This is the mini-model of the Living Legends development. Currently on the market are the 12 buildings you see towards to top of the model, each with studio, 1, 2 and 3 bedroom apartments at various stages of development. Buildings 5, 9, 10, 11 and 12 are scheduled for completion in early 2015, while the others are in the pipeline for the following year in 2016.

There are three main reasons I would invest in this development:

1. Dubai is a tax-free Emirate. No property tax (which can be significant portion of your maintenance expense), no sales tax, no income tax, no capital gains tax. You can either work there and keep more of your income in your pocket, or you can keep a second home there with reduced maintenance expenses.

2. New Legislation setting clear guidelines for residential loans, such as a 65% loan to value limit for foreigners (50% for pre-construction), including a contingency of max loan term of 25 years and for principal to be paid off by 65 years old. As well as being able to own the property on a freehold basis (all yours, land and improvements, with no restrictions or long term leases from the government).

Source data

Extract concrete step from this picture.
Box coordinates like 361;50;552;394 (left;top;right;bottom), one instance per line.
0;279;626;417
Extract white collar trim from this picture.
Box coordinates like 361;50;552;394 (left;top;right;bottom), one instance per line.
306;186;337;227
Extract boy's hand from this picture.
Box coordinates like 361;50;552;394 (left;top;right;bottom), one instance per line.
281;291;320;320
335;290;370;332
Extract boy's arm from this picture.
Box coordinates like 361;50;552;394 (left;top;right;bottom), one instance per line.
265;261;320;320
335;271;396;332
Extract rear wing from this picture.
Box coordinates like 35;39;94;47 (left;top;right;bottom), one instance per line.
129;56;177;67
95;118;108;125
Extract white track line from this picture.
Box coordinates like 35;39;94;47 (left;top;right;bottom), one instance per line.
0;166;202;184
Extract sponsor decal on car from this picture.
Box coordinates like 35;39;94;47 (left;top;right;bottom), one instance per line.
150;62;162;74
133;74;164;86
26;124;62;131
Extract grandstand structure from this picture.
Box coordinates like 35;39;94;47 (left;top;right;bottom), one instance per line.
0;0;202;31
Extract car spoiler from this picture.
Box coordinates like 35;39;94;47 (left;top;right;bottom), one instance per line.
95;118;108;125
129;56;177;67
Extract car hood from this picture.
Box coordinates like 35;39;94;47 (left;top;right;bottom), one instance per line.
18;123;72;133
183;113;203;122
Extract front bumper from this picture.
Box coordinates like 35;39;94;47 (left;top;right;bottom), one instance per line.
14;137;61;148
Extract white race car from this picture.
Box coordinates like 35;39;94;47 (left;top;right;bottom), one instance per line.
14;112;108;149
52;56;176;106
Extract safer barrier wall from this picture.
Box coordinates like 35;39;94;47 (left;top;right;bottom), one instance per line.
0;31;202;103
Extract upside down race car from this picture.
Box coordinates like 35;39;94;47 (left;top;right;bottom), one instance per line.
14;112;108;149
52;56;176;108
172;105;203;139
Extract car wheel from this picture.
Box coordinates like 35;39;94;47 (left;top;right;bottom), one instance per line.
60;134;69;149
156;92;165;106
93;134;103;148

What needs to be done
Could you quote the passage on the Living Legends development word for word, starting at the words "This is the" and ending with the words "reduced maintenance expenses."?

Response box
This is the mini-model of the Living Legends development. Currently on the market are the 12 buildings you see towards to top of the model, each with studio, 1, 2 and 3 bedroom apartments at various stages of development. Buildings 5, 9, 10, 11 and 12 are scheduled for completion in early 2015, while the others are in the pipeline for the following year in 2016.

There are three main reasons I would invest in this development:

1. Dubai is a tax-free Emirate. No property tax (which can be significant portion of your maintenance expense), no sales tax, no income tax, no capital gains tax. You can either work there and keep more of your income in your pocket, or you can keep a second home there with reduced maintenance expenses.